### [Goal of the exercise]
Track down every line below that holds "tree" and copy it.

### [Given records]
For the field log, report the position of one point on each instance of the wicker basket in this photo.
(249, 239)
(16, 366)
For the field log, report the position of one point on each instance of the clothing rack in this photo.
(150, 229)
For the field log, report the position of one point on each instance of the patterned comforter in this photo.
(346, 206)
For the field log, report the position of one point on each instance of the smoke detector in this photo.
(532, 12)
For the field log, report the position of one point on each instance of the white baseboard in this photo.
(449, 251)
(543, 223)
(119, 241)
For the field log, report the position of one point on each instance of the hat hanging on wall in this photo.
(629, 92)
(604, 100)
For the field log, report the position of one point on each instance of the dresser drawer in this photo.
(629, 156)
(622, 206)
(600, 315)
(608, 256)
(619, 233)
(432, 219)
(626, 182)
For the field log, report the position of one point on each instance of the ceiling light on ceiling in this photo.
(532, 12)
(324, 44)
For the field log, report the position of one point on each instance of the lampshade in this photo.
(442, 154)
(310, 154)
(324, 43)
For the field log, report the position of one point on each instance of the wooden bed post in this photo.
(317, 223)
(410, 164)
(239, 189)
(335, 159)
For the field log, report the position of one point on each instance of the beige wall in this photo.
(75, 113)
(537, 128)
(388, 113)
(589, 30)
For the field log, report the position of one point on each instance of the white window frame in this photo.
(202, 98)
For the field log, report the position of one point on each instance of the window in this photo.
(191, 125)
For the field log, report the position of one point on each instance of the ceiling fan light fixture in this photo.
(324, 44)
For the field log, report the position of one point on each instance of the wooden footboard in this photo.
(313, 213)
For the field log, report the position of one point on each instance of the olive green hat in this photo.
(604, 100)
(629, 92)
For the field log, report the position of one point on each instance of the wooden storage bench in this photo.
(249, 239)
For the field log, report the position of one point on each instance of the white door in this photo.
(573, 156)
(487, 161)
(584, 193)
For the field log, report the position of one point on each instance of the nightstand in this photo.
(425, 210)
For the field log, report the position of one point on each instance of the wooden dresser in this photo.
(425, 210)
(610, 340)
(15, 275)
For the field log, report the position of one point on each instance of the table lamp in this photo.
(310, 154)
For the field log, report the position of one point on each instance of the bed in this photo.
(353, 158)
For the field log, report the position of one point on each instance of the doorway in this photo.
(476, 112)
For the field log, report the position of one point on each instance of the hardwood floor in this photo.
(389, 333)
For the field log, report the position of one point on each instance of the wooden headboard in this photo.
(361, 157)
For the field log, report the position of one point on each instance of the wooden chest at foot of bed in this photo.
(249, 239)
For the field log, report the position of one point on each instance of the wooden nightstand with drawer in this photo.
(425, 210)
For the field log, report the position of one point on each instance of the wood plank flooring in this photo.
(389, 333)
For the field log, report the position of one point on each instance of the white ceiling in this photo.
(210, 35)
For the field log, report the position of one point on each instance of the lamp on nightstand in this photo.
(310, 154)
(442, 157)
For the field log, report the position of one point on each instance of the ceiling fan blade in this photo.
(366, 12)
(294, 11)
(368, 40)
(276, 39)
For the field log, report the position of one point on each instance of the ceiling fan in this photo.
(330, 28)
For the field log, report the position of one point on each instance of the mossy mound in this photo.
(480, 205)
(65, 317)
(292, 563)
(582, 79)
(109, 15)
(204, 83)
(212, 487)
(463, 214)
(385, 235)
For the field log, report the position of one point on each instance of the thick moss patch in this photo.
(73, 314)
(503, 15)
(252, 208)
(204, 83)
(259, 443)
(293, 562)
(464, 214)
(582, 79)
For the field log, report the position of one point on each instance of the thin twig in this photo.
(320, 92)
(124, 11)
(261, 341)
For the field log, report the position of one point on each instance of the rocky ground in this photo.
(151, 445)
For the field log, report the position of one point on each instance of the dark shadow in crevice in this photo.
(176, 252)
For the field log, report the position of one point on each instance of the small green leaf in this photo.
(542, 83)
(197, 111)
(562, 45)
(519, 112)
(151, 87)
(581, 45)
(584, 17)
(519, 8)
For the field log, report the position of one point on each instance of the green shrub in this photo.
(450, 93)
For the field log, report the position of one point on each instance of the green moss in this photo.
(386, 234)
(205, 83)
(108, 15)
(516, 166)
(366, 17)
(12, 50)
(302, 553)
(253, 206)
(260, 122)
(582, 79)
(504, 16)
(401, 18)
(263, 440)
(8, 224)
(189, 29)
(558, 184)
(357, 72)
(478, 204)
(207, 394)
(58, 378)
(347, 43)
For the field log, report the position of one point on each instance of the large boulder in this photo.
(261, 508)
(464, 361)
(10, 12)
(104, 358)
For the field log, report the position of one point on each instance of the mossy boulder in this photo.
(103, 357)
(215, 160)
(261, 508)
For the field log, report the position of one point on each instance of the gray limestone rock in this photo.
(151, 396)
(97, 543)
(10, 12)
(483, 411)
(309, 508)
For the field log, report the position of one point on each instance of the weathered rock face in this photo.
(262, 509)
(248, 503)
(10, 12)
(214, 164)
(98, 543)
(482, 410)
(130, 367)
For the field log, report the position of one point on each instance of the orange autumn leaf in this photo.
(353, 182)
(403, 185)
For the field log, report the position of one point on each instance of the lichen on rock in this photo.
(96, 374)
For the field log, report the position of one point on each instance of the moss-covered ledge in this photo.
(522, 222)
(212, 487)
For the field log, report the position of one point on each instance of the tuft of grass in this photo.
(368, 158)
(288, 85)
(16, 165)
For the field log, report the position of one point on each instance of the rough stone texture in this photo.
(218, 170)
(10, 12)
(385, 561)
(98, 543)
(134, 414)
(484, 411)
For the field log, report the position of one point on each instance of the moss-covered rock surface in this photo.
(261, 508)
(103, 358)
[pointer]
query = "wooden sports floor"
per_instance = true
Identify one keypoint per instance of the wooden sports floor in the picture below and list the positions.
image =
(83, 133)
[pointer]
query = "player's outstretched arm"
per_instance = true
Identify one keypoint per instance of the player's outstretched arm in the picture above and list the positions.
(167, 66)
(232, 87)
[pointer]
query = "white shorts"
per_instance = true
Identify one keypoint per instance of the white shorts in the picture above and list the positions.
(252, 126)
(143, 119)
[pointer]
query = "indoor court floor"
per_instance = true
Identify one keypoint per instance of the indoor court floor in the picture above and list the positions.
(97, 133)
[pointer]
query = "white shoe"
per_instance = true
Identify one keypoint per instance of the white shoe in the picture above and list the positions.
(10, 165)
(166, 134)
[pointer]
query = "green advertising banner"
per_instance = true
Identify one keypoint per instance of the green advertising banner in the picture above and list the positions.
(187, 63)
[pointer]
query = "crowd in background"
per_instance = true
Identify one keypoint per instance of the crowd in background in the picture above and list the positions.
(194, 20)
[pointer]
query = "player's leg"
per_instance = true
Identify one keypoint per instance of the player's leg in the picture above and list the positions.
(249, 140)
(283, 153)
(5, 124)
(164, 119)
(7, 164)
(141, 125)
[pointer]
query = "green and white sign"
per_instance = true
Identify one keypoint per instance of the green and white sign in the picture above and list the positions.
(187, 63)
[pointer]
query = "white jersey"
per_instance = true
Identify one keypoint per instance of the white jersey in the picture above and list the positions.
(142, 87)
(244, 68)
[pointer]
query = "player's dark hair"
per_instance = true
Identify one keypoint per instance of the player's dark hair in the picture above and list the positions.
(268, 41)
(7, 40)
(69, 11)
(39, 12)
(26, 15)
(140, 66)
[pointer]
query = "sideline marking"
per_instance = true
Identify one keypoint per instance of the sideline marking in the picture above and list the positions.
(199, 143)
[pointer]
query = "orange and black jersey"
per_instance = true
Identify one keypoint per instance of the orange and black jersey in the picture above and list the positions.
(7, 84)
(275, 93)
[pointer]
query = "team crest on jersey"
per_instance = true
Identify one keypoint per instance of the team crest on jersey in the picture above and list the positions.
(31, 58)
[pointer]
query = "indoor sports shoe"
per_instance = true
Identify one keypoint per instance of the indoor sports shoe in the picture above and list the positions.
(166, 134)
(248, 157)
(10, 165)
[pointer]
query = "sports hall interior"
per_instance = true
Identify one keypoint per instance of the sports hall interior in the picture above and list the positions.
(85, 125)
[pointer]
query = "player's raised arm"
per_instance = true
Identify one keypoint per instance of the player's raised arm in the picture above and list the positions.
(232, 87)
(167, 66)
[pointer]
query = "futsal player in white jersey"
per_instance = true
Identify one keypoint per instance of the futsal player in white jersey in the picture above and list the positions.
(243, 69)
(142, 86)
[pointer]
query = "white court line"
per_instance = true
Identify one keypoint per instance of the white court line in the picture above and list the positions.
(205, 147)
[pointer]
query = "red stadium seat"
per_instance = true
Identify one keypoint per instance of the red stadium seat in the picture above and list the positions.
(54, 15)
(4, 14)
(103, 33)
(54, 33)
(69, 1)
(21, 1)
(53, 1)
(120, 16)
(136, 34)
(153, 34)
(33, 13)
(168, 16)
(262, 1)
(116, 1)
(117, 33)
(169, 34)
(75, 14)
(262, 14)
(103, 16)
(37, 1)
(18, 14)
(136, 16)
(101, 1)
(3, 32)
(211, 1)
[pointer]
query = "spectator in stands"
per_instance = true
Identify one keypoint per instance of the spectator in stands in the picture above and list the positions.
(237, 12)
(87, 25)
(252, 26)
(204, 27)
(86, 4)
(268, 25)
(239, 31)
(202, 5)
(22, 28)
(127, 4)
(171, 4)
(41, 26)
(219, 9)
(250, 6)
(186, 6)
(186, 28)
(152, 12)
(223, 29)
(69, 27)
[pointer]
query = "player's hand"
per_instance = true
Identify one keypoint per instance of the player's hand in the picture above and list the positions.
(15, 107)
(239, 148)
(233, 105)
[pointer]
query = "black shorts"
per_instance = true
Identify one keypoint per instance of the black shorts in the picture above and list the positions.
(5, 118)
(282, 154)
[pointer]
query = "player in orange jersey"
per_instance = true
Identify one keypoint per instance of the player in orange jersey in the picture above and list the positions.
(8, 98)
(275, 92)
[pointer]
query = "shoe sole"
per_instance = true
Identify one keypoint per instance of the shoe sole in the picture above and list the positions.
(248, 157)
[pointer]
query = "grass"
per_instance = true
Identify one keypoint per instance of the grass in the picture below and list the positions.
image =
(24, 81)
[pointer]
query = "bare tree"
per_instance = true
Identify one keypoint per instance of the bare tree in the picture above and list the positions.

### [Written answer]
query = "bare tree"
Identify one keypoint per instance of the bare tree in the picture above and list the positions.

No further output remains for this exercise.